[[ Input for this task open ]]

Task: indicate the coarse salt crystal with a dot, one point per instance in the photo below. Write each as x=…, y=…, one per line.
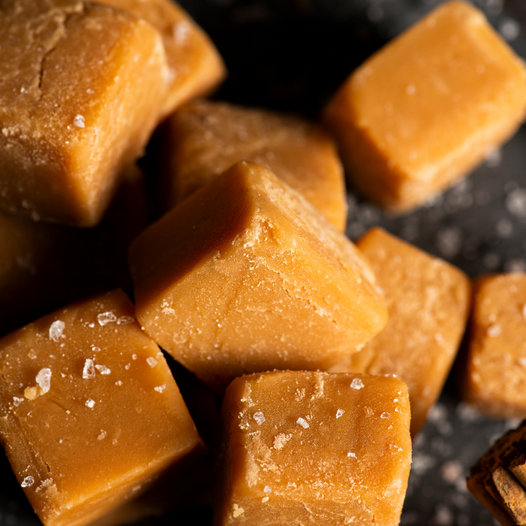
x=106, y=317
x=89, y=369
x=259, y=417
x=357, y=384
x=56, y=330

[[ Input for this task closed ]]

*What the task asks*
Copy each entry exactly, with no pictures.

*Response for this exercise*
Task: indicate the coarse salt crystal with a dot, one point per instance in the photo below. Write each as x=…, y=…, one per line.
x=106, y=317
x=89, y=369
x=259, y=417
x=357, y=384
x=56, y=330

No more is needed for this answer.